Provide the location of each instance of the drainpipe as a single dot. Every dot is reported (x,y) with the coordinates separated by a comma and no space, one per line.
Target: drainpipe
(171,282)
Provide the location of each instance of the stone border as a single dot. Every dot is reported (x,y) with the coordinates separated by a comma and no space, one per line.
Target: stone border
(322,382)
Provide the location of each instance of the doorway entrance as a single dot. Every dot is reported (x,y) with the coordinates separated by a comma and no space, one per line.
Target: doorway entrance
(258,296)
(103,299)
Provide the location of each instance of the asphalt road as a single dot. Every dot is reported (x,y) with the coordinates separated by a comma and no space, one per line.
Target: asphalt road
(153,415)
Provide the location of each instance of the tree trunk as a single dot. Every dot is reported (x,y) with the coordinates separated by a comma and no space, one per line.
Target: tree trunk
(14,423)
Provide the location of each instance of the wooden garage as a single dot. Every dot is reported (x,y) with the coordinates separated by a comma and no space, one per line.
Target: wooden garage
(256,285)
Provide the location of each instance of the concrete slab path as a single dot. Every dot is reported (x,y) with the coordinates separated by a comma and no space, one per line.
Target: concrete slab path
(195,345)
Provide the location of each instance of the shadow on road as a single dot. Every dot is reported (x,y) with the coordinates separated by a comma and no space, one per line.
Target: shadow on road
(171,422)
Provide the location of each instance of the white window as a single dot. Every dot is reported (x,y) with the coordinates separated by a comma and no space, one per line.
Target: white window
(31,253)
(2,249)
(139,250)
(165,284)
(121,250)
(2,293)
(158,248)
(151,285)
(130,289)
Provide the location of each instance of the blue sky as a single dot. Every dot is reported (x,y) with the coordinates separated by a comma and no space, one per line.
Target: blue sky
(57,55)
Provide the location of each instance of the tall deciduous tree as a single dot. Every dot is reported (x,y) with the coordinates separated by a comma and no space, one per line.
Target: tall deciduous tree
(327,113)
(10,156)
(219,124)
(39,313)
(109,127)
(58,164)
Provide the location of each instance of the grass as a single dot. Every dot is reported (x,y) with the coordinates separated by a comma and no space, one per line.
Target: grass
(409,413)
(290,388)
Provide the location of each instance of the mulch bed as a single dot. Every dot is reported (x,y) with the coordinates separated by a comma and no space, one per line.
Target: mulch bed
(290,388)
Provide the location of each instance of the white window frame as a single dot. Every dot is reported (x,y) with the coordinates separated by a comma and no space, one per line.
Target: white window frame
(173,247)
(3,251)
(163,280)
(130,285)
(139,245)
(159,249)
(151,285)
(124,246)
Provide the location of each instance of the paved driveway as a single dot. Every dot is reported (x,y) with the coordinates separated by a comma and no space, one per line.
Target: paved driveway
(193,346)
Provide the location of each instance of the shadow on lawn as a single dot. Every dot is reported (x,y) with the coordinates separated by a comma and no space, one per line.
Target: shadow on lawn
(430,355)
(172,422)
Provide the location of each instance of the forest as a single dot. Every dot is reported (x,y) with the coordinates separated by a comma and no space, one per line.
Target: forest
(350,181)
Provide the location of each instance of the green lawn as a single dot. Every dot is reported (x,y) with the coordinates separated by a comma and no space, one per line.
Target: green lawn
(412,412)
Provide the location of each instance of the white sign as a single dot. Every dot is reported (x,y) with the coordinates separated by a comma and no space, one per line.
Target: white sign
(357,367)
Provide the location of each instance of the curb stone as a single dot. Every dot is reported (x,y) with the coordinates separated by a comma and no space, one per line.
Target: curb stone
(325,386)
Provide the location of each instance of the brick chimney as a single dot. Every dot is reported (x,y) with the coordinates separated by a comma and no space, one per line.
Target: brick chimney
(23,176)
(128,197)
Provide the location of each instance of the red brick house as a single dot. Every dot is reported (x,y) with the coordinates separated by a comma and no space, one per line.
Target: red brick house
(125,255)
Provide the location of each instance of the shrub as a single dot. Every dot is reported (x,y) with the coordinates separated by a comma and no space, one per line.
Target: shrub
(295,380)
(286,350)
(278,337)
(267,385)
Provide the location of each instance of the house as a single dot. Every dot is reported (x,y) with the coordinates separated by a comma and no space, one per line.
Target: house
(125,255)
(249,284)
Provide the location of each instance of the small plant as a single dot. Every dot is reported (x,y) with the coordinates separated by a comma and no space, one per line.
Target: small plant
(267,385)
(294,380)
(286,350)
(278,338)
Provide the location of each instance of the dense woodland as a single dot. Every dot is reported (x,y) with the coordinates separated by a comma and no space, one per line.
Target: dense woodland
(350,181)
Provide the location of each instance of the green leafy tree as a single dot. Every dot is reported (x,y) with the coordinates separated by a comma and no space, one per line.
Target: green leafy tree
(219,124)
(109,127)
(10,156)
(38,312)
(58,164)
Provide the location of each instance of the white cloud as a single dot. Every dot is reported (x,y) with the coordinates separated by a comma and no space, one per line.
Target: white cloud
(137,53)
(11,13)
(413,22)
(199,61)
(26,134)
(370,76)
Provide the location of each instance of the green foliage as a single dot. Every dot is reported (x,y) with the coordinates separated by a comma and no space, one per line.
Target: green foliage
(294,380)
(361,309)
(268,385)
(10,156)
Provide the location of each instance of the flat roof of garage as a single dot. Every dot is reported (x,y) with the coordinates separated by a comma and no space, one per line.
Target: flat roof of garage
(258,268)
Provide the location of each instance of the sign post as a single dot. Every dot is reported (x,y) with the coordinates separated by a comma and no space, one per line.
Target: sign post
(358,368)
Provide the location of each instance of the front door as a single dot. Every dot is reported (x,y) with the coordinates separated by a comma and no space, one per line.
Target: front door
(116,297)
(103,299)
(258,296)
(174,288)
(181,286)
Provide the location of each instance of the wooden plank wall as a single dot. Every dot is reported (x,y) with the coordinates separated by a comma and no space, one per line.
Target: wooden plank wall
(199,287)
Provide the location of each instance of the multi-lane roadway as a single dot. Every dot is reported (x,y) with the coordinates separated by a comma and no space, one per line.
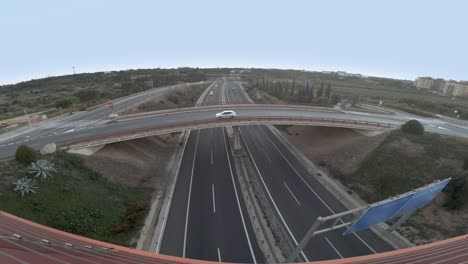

---------------

◆ **Written problem**
From the listing above, pull out every line that contains the string "lawn" and copy each one in full.

◆ **Correct result**
Provide the location of each instance of the shadow on lawn as a single dot. Every dot is reported (x,y) with the coordinates separated by a comma and no space, one per line.
Target: shadow on lawn
Provide the location of each instance of the green lawn as a single dot. Every dot is reported (x,y) with the coordinates separated by a comma and no space, one per line.
Target: green lawn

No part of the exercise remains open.